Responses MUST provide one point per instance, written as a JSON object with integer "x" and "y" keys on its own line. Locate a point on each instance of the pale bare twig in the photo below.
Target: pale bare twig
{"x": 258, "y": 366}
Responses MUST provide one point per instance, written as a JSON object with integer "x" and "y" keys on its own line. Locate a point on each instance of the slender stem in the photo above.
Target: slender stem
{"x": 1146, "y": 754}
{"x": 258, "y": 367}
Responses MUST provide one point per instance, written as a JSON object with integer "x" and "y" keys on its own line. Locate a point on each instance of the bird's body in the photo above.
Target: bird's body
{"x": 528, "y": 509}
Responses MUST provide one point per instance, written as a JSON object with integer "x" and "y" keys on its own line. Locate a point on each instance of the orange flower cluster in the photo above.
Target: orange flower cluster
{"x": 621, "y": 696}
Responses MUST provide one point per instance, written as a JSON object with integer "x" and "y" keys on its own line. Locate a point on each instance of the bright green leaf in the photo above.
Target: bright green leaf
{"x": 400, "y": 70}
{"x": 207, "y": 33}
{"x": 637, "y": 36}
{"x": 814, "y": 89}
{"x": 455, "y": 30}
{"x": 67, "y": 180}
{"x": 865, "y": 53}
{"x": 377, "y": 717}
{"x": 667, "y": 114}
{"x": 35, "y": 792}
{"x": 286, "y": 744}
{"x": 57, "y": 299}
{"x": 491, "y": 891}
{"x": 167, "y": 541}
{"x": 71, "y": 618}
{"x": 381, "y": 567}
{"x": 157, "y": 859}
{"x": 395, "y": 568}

YOUR TASK
Return, without any change, only the lines from the one containing "leaf in the photo above." through the last line of the entries above.

EXERCISE ANSWER
Responses MUST provide one point per instance, written as a JSON object with integer "x" and "y" keys on its own line. Locate a point on each instance of the bright green leaf in the photo above.
Target: bright green leaf
{"x": 400, "y": 70}
{"x": 207, "y": 33}
{"x": 637, "y": 36}
{"x": 814, "y": 89}
{"x": 455, "y": 30}
{"x": 67, "y": 180}
{"x": 865, "y": 53}
{"x": 377, "y": 717}
{"x": 667, "y": 114}
{"x": 35, "y": 792}
{"x": 286, "y": 744}
{"x": 57, "y": 299}
{"x": 491, "y": 891}
{"x": 167, "y": 541}
{"x": 71, "y": 618}
{"x": 381, "y": 567}
{"x": 157, "y": 859}
{"x": 395, "y": 568}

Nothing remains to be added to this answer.